### Stated goal:
Write out precisely the lines beginning with the line that contains "In the picture above, where can the wooden" and ending with the last line of the entries, and no other lines.

### Raw data:
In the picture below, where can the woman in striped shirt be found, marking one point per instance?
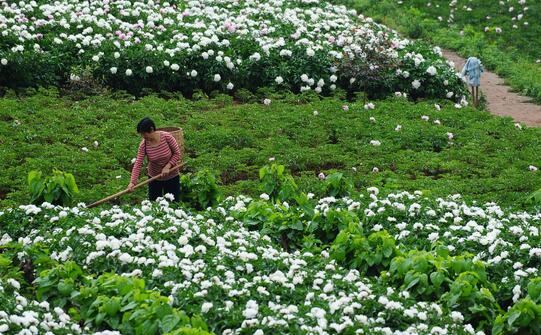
(163, 153)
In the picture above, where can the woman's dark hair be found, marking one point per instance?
(146, 125)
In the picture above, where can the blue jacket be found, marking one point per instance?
(473, 69)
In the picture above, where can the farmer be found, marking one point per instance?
(162, 153)
(473, 69)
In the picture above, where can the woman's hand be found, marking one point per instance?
(165, 170)
(130, 187)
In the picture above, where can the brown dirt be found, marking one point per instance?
(500, 100)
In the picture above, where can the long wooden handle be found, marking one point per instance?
(143, 183)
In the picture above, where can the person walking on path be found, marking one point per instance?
(163, 153)
(473, 69)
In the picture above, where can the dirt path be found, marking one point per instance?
(501, 101)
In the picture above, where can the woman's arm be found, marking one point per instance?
(138, 163)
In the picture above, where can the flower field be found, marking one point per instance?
(503, 34)
(446, 267)
(336, 180)
(214, 45)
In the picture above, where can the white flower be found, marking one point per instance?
(252, 309)
(206, 307)
(183, 240)
(431, 70)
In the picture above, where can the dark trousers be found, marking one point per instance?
(157, 188)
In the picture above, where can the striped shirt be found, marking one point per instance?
(167, 151)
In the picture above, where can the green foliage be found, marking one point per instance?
(487, 160)
(277, 184)
(57, 189)
(57, 285)
(523, 318)
(502, 52)
(326, 226)
(369, 254)
(199, 190)
(429, 275)
(114, 302)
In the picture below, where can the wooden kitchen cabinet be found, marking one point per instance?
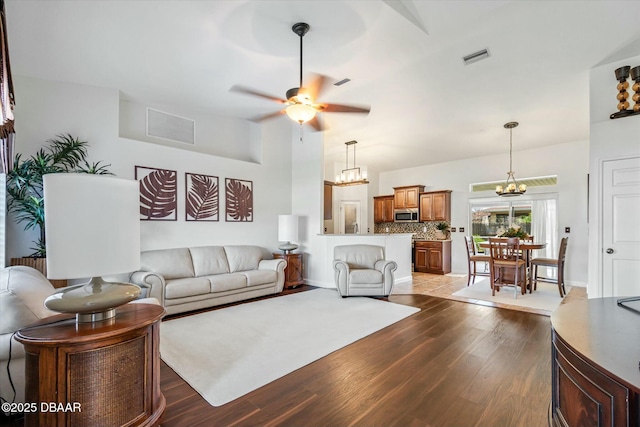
(383, 209)
(407, 197)
(595, 376)
(435, 206)
(432, 256)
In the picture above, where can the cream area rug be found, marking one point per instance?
(226, 353)
(546, 297)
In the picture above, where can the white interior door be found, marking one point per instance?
(350, 217)
(620, 228)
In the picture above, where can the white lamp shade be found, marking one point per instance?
(92, 225)
(300, 112)
(287, 228)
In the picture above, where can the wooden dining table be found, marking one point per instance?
(526, 248)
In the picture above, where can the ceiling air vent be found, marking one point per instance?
(167, 126)
(476, 56)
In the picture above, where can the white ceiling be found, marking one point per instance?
(403, 59)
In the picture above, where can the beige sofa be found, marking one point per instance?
(185, 279)
(22, 294)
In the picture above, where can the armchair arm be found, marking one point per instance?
(387, 268)
(384, 266)
(341, 276)
(152, 284)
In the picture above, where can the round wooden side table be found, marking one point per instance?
(95, 374)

### Written reply:
In the picture above, where can the wooden dining table be found, marking one point per instance?
(526, 248)
In the picture above, where can the ceiling air vent be found, marking one point per instance?
(167, 126)
(476, 56)
In the picture above, where can the white ceiling be found, marking one point per instance?
(403, 59)
In the picture above, where can the beige sofa be found, marking one point per instance?
(185, 279)
(22, 294)
In the picture above, where can the armchair arm be found, marking one point per instance?
(387, 268)
(384, 266)
(341, 276)
(152, 284)
In the picture above, where can the round wooden side table be found, marking one point per instance?
(95, 374)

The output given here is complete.